= RECORDS TO PROCESS =

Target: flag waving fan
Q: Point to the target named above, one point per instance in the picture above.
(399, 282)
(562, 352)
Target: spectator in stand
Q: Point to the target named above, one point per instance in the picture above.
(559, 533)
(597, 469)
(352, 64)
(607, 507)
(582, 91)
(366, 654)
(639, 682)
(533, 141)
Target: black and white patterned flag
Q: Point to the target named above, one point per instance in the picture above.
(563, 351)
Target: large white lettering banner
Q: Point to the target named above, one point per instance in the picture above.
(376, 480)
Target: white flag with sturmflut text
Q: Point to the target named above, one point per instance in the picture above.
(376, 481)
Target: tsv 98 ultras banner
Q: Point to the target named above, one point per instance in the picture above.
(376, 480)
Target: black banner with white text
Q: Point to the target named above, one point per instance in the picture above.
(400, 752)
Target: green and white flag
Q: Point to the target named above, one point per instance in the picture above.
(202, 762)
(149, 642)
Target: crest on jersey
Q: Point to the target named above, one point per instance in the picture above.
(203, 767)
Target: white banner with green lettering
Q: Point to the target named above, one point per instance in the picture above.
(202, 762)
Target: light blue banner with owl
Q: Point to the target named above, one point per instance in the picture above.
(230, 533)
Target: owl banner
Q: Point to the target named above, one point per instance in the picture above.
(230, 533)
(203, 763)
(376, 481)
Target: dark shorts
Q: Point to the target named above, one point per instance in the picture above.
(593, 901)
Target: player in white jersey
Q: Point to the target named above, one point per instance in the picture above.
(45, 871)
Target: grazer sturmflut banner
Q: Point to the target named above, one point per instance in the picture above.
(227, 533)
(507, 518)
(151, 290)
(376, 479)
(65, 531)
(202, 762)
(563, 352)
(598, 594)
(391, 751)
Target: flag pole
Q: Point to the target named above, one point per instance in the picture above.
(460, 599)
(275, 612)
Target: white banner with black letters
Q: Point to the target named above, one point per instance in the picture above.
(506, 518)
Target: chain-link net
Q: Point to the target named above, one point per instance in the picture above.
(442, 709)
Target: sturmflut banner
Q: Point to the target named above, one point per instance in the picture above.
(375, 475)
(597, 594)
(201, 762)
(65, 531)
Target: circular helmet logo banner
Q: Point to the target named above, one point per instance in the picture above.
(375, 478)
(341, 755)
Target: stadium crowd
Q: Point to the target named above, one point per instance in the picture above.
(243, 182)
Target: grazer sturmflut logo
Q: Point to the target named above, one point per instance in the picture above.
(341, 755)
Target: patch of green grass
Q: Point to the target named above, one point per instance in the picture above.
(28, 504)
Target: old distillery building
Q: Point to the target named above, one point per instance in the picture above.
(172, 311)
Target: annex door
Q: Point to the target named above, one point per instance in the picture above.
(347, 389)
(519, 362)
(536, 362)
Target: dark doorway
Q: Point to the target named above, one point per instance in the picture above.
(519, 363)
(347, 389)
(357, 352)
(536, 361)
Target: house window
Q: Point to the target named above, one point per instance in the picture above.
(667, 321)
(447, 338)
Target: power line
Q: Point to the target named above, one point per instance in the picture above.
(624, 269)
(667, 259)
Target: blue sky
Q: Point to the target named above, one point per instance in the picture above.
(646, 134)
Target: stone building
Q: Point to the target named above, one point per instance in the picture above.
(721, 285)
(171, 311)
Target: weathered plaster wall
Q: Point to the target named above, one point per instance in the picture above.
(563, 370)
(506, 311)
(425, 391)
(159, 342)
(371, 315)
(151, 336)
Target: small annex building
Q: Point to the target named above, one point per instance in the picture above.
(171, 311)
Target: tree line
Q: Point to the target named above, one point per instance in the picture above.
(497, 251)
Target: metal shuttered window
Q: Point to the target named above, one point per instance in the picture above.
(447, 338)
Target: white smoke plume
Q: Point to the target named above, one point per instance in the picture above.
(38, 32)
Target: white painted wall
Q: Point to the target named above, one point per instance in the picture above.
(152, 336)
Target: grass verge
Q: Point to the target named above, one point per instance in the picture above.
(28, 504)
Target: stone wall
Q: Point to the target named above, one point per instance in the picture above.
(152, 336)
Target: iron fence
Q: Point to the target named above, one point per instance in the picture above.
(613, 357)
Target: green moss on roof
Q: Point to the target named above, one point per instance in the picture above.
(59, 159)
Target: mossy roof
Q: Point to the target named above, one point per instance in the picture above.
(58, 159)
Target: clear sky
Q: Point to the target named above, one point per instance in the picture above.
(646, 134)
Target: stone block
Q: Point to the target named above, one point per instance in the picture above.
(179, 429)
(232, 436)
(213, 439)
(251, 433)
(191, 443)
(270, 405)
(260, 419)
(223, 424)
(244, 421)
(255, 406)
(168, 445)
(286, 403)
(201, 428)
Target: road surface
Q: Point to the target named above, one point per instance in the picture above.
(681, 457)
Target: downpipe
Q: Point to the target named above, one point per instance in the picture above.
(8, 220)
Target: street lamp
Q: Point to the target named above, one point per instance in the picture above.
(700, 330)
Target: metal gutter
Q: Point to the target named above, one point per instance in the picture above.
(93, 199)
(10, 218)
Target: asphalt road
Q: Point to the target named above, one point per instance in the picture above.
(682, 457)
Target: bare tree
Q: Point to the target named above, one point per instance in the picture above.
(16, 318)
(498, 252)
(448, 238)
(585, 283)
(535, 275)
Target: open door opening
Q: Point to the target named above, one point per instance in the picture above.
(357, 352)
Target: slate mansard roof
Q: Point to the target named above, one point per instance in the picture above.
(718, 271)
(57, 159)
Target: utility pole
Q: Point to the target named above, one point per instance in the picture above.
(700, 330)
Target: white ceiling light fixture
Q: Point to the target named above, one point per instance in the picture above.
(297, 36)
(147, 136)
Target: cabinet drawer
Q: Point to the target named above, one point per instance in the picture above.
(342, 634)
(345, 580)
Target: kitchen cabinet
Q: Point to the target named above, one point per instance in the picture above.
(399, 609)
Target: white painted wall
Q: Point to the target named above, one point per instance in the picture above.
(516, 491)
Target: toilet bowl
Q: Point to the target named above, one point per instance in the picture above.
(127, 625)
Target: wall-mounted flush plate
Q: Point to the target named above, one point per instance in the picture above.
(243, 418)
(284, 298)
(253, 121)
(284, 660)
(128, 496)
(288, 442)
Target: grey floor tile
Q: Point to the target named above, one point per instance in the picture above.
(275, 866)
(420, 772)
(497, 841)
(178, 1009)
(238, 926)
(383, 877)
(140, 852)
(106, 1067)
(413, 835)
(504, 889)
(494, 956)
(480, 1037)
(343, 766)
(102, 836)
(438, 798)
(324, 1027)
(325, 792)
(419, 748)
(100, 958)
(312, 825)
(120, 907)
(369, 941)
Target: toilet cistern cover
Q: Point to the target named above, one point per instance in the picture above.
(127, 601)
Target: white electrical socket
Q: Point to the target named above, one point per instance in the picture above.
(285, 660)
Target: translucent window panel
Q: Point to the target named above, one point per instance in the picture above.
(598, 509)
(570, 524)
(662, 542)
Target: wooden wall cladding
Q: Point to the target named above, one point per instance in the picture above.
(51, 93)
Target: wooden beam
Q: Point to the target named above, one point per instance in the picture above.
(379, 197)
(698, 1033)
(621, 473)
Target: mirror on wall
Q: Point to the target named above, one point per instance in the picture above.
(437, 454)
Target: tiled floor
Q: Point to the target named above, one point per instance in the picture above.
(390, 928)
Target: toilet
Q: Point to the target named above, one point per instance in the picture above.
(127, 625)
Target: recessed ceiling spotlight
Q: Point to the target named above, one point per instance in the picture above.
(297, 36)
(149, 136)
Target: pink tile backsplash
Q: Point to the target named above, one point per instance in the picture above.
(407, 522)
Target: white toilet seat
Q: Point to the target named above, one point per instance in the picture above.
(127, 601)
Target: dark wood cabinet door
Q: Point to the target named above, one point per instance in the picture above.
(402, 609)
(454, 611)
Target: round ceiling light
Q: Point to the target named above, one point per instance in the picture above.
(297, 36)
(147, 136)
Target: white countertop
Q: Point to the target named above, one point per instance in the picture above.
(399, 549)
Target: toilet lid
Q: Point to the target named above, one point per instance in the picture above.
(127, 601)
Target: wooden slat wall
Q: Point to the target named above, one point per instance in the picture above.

= TASK REQUIREMENTS =
Render the lines above, from the one containing "Target: wooden slat wall" through the end of the rows, inclusive, as a Markdown table with the columns Index and Line, numbering each line and omitting blank lines.

= PROBLEM SOLUTION =
| Index | Line |
|---|---|
| 1 | Target: wooden slat wall |
| 2 | Q: Point to the target named above, one point per instance in the picture above. |